### The records

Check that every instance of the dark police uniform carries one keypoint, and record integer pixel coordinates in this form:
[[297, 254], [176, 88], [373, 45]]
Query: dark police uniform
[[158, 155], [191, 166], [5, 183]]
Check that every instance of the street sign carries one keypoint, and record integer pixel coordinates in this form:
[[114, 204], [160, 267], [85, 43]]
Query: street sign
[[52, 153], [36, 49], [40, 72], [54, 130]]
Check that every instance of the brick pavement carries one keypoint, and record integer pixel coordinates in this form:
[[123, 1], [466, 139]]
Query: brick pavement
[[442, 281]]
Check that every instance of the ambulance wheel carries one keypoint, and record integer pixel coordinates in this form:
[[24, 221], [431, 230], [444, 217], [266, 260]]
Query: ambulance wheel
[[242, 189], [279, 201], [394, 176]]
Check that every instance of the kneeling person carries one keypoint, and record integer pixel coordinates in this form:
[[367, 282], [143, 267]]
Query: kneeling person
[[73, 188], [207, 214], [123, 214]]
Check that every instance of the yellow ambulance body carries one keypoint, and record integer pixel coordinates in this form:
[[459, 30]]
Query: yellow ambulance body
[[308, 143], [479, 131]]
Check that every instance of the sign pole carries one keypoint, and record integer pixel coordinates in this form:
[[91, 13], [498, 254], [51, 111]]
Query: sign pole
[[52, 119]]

######

== Task requirements ==
Please copy the line that contains "Check that every instance of the sign" and each line after it through the end of the records, exactly, and no other lines.

== Exercise result ==
Check that every instance of the sign pole carries one keypoint, and record integer pixel coordinates in this form:
[[91, 13], [498, 254], [51, 111]]
Query: sign pole
[[52, 119]]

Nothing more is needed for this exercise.